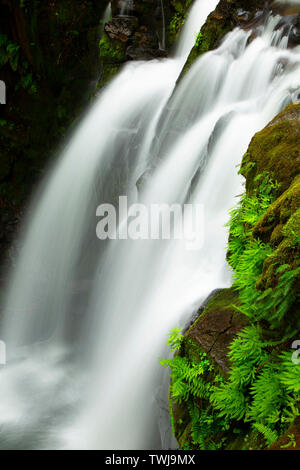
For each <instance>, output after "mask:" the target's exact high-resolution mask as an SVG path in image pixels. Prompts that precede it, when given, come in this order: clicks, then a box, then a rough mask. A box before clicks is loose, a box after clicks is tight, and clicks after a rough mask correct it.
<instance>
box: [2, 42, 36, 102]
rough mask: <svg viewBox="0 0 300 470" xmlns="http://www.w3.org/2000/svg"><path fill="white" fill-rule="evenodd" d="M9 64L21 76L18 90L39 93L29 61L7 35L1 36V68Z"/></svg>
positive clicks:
☆ ☆ ☆ ☆
The task
Search the material above for the word "clicks", then copy out each line that has it.

Solution for this task
For each <instance>, output after "mask:" the target's exact high-resolution mask as an SVG path in image pixels. Prompts that precede it, when given, come in this order: clicks, then a box, then a rough mask. A box before clicks is loose, a box after clicks is tight, and clicks after a rough mask correct it.
positive clicks:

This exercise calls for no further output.